▶ TASK DIRECTIONS: Scale the rows starting at the line that contains "Localize the curled" and ending at the line that contains "45;99;250;116". Reproduce every line in that span, leaving the lines without answers unchanged, and multiply each coordinate in the answers by 2.5, rounding to whole numbers with halves rounded up.
AVAILABLE DATA start
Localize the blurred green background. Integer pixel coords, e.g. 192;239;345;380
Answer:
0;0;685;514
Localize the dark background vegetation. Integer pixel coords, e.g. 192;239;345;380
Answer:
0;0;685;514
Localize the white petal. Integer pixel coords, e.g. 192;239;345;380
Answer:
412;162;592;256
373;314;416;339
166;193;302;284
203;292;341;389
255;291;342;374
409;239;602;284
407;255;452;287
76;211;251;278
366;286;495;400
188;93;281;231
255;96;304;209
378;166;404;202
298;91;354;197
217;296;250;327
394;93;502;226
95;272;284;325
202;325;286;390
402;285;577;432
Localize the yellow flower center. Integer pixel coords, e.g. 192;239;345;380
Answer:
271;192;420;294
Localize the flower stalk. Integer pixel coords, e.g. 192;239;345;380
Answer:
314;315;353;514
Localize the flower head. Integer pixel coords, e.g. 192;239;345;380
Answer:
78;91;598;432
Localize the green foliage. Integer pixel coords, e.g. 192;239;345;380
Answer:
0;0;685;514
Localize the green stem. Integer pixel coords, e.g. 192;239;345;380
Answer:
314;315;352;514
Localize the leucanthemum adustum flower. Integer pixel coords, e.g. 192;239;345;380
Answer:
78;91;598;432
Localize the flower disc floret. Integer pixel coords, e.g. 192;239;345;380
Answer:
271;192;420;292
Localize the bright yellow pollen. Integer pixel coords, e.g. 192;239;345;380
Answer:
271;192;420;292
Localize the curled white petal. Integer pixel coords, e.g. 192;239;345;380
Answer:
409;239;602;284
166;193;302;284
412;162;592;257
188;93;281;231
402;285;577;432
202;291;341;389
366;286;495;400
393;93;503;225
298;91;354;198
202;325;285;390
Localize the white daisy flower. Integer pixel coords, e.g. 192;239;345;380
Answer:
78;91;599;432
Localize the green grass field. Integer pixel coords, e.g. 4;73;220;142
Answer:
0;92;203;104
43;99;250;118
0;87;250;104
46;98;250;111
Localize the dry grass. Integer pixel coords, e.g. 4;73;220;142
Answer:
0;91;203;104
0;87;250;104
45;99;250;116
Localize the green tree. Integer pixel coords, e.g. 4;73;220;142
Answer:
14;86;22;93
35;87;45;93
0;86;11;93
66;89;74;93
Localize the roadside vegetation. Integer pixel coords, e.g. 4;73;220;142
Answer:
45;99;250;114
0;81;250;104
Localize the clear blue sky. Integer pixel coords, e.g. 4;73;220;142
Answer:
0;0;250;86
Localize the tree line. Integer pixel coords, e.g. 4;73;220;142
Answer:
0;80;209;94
AVAILABLE DATA end
▶ THE RESPONSE:
Localize the curled white petal. Integer pixel coords, e.g. 192;239;345;380
Answer:
1023;598;1505;710
415;483;755;710
1030;405;1480;643
470;233;703;578
1005;713;1443;1080
505;728;853;973
915;715;1238;1000
983;233;1258;563
745;228;885;495
505;813;713;975
Localize the white daisy flower. Integer pixel coords, e.g. 192;239;345;380
Answer:
195;228;1498;1080
Localize the green grass field. Integer pixel coords, e.g. 4;73;220;142
Answer:
0;230;508;260
108;248;625;295
0;218;625;260
115;245;625;278
Localize the dry grass. Integer pixel coords, e.g. 4;73;220;142
Answer:
0;228;508;260
0;218;625;260
113;248;625;290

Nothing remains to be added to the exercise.